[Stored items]
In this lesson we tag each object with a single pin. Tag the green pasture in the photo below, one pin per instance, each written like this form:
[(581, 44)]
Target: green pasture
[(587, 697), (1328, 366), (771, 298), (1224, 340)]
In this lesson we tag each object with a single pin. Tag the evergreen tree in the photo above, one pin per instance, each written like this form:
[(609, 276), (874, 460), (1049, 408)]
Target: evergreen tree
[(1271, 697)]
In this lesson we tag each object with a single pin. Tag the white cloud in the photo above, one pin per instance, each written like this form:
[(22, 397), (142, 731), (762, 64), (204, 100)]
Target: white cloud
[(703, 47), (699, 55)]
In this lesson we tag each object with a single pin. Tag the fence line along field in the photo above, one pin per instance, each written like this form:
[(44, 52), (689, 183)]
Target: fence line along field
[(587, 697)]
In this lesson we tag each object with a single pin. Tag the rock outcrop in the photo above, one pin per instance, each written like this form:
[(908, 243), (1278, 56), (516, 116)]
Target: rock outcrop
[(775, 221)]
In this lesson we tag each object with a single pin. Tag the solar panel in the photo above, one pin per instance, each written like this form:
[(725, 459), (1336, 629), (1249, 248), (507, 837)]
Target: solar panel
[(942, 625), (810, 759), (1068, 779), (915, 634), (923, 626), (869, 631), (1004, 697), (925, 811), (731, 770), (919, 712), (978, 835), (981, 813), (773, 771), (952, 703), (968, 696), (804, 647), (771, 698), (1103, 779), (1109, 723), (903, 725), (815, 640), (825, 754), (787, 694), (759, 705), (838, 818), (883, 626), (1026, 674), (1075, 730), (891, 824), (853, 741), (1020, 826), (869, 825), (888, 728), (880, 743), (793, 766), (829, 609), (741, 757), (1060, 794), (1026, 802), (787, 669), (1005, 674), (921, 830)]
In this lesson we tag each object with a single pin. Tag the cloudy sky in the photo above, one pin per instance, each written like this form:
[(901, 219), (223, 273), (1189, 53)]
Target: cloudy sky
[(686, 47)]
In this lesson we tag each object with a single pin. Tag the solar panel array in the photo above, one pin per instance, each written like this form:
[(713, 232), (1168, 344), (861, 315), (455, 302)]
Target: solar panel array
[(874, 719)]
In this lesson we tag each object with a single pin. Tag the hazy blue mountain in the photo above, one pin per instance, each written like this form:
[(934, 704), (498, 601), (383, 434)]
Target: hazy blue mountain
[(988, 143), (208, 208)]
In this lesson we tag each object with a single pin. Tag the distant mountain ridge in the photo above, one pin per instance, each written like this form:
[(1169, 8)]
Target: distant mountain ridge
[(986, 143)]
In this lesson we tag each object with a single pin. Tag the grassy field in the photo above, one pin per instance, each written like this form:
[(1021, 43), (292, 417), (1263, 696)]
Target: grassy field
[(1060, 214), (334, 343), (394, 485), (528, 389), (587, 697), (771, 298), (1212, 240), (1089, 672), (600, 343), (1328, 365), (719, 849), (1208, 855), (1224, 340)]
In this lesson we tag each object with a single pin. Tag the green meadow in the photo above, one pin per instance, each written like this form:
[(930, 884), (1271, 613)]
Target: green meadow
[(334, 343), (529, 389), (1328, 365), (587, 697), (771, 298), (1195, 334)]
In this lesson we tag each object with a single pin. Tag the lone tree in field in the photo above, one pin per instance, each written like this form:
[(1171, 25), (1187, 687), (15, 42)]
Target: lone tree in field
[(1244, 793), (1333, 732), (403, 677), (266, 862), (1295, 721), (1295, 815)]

### WHAT NEEDS TO BE DONE
Print all of the data above again, reproducing every line without any change.

### FULL RESPONSE
In this lesson we tag each object with a single pin. Tag the green pasture in the photo below, one pin per instance, each written like this form:
[(581, 44)]
Target: green pasture
[(587, 697), (1328, 366), (771, 298), (1224, 340)]
In this lesson we tag each object with a single pin. Tag the evergreen tree in the photo above, one pin per instance, each written like this form:
[(609, 276), (874, 460), (1049, 408)]
Target: evergreen tree
[(1271, 697)]
In this lesson we tag each object with a single pin. Tag the white cloud in the photo above, one pin per instance, each written like this form:
[(22, 397), (142, 731), (762, 64), (204, 100)]
Target: white cloud
[(703, 47), (699, 55)]
In this lesson we tag each object with a single pin. Tag the fence line along field in the photo above, one pin per instance, each written like this form:
[(44, 52), (689, 183)]
Target: fence line along field
[(587, 697)]
In this lesson we tag each object with a single pin. Tag the rock outcrop in the photo above, one pin per instance, each written like this form:
[(908, 243), (1278, 56), (516, 116)]
Target: rock outcrop
[(775, 221)]
In this lesson we tag each object with a single pin. Tag the solar panel in the photo above, one pin per instance, each written like this form:
[(725, 459), (1336, 629), (1249, 248), (507, 837)]
Target: solar panel
[(942, 625), (810, 759), (1068, 779), (915, 634), (923, 626), (869, 631), (1004, 697), (925, 811), (731, 770), (919, 712), (978, 835), (981, 813), (773, 771), (952, 703), (968, 696), (804, 647), (771, 698), (1103, 779), (1109, 723), (903, 725), (815, 640), (825, 754), (787, 694), (759, 705), (838, 818), (883, 626), (1026, 674), (1075, 730), (891, 824), (853, 741), (1020, 826), (869, 825), (888, 728), (880, 743), (793, 766), (829, 609), (741, 757), (1060, 794), (1026, 802), (787, 669), (1005, 674), (921, 830)]
In this lesson we tag each object with a single pin. Tag the cloudy sky in the photo above, one pin per instance, each written like this form:
[(901, 219), (223, 273), (1189, 53)]
Target: cloudy sky
[(686, 47)]
In this lesson we tag each object with a single pin. Tag the solar panel array in the photo above, one pin per instance, each written like this form:
[(713, 232), (1168, 344), (861, 315), (455, 302)]
Target: solar panel array
[(874, 719)]
In this lesson we tag each object with a single pin. Tag the hazy blue mountain in the photo above, one pin per instance, each written like this form:
[(934, 704), (498, 601), (383, 434)]
Target: hazy blue mountain
[(988, 143), (208, 208)]
In this lesson we tag each object with a single pin. Tag the distant mountain ridge in the photo above, one pin per instance, each written like this form:
[(1169, 8)]
Target: distant mountain ridge
[(986, 143)]
In this lesson we tag each object with a single pin. Tag the grassy field in the photo above, one pin per instance, each written like this form:
[(1021, 43), (292, 417), (1263, 696)]
Target: grassy field
[(1060, 214), (334, 343), (394, 485), (528, 389), (587, 697), (771, 298), (1212, 240), (1089, 672), (600, 343), (1328, 365), (719, 849), (1208, 855), (1224, 340)]
In this lesson we tag each object with a single pin. Tag the green meadow in the photo above, one pin per instance, each written like this form:
[(930, 884), (1271, 613)]
Target: green meadow
[(334, 343), (529, 389), (1328, 365), (587, 697), (771, 298), (1195, 334)]
In this lesson we tag each object with a single pin. Tag the lone tree in field in the photo above, one pin per instance, each written like this form:
[(1171, 25), (1187, 687), (15, 42)]
Target: lone tree in field
[(1244, 793), (1333, 732), (403, 677), (266, 862), (1295, 721), (1295, 815)]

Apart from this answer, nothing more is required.